[EXTRACT PROVIDED]:
Estimating the relative potencies of an anticholinergic medicine: A methodological view point

Background
Older people continue to be prescribed medicines with anticholinergic properties and are at an increased risk of experiencing adverse events with these medicines.1 Exposure to 1 or more medicines with anticholinergic properties is termed anticholinergic burden.2 Tools to quantify anticholinergic burden have been developed, but the major drawbacks of these tools are the limited consideration given to accounting for drug dosage and affinity for muscarinic receptor binding.
Objectives
The overall objective of this work is to develop a dose-response based pharmacological model to quantify the relative potencies of an anticholinergic medicine that can be used as an anticholinergic index. The specific aims for the current work are:
1. To develop an a priori model for multi-drug receptor binding
2. To train/calibrate the model
3. To validate the model based on health outcomes
This work will only consider aim 1.
Methodology
An a priori model will be developed using the principles of ligand binding modelling. The anticholinergic activity of commonly prescribed medicines will be derived from the literature and will be categorised according to high, moderate, and low anticholinergic activity. The receptor dissociation constant (Kd) values will be identified for a selection of medicines from each category. The binding will then generalised to be a function of defined daily dose (DDD), bioavailable fraction, fraction that crosses the blood brain barrier and relative potency, (ED50). Final parameters in the model will be ED50 for category 1 anticholinergics and f(2) and f(3) as the relative potency values for moderate and weak classes of anticholinergics.

[LIST OF TASKS]:
(1) Answer these questions using the extract on anticholinergic medicine potency.
(a) What term is used for exposure to one or more medicines with anticholinergic properties?
(b) Which of the three specific aims does this work consider?
(c) What three categories will be used to group the anticholinergic activity of commonly prescribed medicines?
(2) Write the next part of the extract on anticholinergic medicine potency, starting after its last sentence.

Collected data entries:
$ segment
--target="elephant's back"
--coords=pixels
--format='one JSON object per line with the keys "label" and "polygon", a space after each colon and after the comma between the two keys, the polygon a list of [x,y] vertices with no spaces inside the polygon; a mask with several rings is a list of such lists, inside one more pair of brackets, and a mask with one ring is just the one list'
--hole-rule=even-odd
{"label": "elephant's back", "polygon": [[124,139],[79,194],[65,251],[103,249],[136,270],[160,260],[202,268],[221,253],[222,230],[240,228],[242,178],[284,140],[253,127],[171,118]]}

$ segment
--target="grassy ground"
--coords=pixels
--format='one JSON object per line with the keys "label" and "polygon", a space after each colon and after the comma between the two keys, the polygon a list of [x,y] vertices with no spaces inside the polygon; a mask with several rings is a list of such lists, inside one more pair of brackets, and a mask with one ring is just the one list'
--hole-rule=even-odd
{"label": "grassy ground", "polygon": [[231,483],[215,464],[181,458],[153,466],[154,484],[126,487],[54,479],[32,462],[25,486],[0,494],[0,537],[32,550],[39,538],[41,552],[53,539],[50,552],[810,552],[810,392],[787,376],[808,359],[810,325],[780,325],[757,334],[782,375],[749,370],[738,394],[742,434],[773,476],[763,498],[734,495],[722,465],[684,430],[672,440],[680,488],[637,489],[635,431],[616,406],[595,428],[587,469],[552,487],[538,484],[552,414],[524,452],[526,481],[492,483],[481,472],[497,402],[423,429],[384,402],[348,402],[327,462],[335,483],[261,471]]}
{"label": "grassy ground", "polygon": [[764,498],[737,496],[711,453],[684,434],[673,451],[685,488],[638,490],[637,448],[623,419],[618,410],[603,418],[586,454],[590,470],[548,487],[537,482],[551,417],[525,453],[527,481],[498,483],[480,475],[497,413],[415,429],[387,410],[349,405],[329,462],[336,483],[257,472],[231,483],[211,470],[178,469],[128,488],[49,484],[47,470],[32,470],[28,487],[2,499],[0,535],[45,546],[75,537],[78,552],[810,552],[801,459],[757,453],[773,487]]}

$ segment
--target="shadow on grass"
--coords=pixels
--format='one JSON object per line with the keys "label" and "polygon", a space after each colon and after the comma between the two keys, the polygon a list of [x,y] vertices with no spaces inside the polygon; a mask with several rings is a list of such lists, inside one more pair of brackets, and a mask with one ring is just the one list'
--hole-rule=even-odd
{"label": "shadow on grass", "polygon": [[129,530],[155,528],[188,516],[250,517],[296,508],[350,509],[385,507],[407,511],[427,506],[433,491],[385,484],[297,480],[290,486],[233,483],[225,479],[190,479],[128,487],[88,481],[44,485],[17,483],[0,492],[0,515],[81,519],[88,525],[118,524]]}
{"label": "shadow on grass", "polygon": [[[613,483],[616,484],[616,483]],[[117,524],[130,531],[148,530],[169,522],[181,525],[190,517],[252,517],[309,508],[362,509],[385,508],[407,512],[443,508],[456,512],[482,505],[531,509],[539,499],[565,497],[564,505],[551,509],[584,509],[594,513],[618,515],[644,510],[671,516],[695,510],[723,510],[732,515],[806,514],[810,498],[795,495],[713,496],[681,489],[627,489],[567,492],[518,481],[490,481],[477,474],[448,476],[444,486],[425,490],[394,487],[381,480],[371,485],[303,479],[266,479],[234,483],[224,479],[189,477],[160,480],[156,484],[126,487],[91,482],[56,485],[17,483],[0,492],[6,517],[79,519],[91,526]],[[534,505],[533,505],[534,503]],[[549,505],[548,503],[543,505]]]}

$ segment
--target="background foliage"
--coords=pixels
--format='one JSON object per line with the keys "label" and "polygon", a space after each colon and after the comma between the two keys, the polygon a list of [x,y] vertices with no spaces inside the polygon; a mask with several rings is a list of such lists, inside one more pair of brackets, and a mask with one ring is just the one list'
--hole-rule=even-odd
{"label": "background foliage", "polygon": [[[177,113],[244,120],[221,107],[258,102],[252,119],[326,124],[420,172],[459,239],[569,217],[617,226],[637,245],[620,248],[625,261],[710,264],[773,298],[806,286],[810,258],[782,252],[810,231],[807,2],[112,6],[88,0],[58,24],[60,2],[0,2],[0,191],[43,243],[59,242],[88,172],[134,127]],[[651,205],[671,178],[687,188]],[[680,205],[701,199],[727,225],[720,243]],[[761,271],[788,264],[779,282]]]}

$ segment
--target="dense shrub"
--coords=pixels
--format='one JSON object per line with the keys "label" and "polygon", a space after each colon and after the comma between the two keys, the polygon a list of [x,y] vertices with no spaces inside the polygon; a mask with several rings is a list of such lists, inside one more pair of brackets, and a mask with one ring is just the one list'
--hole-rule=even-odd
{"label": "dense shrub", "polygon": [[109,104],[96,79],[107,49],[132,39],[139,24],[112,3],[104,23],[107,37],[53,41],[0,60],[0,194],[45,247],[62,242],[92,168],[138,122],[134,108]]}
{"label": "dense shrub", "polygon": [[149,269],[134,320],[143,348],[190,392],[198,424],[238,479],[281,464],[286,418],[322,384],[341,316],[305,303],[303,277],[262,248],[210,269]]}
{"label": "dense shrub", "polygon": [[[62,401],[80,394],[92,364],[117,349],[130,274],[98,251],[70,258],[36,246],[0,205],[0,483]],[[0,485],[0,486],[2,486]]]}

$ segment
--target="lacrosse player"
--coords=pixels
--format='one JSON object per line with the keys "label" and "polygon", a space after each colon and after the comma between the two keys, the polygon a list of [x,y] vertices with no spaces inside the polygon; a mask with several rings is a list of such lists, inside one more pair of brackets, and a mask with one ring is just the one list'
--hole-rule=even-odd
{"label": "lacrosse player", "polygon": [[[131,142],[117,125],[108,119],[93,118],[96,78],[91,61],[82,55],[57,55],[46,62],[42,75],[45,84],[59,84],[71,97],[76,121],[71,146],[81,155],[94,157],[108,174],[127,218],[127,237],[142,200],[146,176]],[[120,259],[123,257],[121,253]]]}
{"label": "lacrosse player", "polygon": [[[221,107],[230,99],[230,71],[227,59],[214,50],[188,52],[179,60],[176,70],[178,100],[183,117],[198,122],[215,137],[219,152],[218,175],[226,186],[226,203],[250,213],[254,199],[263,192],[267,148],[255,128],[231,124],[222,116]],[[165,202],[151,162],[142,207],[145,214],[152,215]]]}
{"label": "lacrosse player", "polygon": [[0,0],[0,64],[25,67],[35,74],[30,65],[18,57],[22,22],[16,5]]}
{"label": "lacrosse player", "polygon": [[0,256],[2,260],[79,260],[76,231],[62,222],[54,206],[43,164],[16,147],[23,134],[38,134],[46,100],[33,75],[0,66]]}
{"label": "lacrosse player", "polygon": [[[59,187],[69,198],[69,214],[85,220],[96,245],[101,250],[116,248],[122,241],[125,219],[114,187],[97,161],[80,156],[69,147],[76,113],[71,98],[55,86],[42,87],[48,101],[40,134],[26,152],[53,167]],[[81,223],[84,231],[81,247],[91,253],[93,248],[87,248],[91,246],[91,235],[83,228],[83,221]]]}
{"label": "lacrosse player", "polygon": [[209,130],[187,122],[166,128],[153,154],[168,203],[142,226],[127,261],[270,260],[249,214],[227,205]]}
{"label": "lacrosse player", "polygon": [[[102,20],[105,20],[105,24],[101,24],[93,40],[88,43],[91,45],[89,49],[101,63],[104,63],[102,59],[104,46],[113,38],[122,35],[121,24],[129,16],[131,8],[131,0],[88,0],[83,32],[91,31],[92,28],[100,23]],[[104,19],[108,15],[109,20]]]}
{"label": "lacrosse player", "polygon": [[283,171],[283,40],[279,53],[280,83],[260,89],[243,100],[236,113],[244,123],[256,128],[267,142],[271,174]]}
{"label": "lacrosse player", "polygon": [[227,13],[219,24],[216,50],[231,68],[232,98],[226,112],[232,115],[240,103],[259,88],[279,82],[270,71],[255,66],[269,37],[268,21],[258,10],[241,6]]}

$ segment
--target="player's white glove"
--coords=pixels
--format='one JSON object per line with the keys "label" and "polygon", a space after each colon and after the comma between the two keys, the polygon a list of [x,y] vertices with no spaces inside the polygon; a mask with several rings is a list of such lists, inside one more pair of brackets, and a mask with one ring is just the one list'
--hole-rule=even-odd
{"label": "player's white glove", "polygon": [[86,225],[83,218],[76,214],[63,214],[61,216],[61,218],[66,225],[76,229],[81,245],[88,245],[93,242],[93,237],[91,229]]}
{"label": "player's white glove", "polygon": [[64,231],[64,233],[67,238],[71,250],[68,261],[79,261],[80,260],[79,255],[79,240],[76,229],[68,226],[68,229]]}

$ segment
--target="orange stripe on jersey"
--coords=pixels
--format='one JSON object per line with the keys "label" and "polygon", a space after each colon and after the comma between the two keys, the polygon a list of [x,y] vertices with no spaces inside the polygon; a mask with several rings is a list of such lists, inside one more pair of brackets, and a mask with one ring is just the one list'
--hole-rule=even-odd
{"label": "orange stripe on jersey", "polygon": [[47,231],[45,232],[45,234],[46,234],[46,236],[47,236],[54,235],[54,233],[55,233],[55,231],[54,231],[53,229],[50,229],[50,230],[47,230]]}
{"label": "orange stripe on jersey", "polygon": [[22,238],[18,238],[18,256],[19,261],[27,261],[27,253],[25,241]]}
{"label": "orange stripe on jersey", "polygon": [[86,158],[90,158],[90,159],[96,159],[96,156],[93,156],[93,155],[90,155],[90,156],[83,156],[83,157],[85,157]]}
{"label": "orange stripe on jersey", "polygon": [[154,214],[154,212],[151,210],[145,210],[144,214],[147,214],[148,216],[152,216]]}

[ANSWERS GIVEN]:
(1)
(a) Anticholinergic burden.
(b) Aim 1, developing an a priori model for multi-drug receptor binding.
(c) High, moderate, and low anticholinergic activity.

(2)
Aim 2 is to calibrate the relative potencies of anticholinergic medicine by estimating the parameters in the proposed ligand binding model. This aim will be achieved by estimating the relative potency of the 3 categories of anticholinergic medicine. Estimation will be based on fitting the proposed model to data extracts derived from Pharmaceutical Claims Mart (Pharms) dataset and National Minimum Datasets (NMDS). Age, sex, medicine dose, and medicine strength will be extracted from the Pharms dataset and matched with anticholinergic events such as delirium, constipation and urinary retention, as examples of central, systemic and local anticholinergic side effects, derived from the NMDS dataset.
References
1. Nishtala PS et al., (2009), J Clin Pharmacol, 49, 1176-84.
2. Tune LE, (2001), J Clin Psychiatry, 62, 11-4.